-- Begin SELECTED TEXT --

You Can Borrow More Than You Need

When you apply for a Direct PLUS loan for your child, the lender will scrutinize your credit report, but your income and debt-to-income ratio are not considered. In fact, the lender does not even look to see what other debts you have. The only negative thing lenders look for is adverse credit history.

Once approved for the loan, the school sets the loan amount through its cost of attendance. However, a school’s cost of attendance is always inflated to include living expenses, transportation expenses, and even studying-abroad costs. This can lead to parents borrowing much more than their child needs for college.

Since the borrower’s debt-to-income ratio is not considered, it is possible to secure a loan that you cannot afford. The lender does not base the decision on whether parent borrowers will be able to pay the monthly loan payment on top of a mortgage and other debt. This is why it is very important for borrowers to do their own homework and to know what they can afford before they sign up for one of these loans.

The Consequences of Default

Letting your PLUS loan go into default is a huge mistake. There is no escaping the Direct PLUS loan. Even bankruptcy will not dismiss the debt. Furthermore, defaulting on the loan will increase the risk of government collection consequences, including wage garnishment, Social Security offsets, and tax refund offsets. The worst part is that there are no time limits for when the government can collect the debt. Before you default, contact your lender and ask to speak to a knowledgeable representative. Another solution is to contact an attorney who specializes in student loan debt.

-- End SELECTED TEXT --

* _REQUEST_
Extract the passage of the text on Direct PLUS loans starting at "You Can Borrow" and ending at "adverse credit history.", keeping its wording unchanged. Nothing in the data is needed here.

-- Begin DATA SEGMENT --

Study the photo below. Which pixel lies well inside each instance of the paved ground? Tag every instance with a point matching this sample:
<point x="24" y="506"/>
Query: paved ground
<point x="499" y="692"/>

-- End DATA SEGMENT --

* _THE OUTPUT_
You Can Borrow More Than You Need

When you apply for a Direct PLUS loan for your child, the lender will scrutinize your credit report, but your income and debt-to-income ratio are not considered. In fact, the lender does not even look to see what other debts you have. The only negative thing lenders look for is adverse credit history.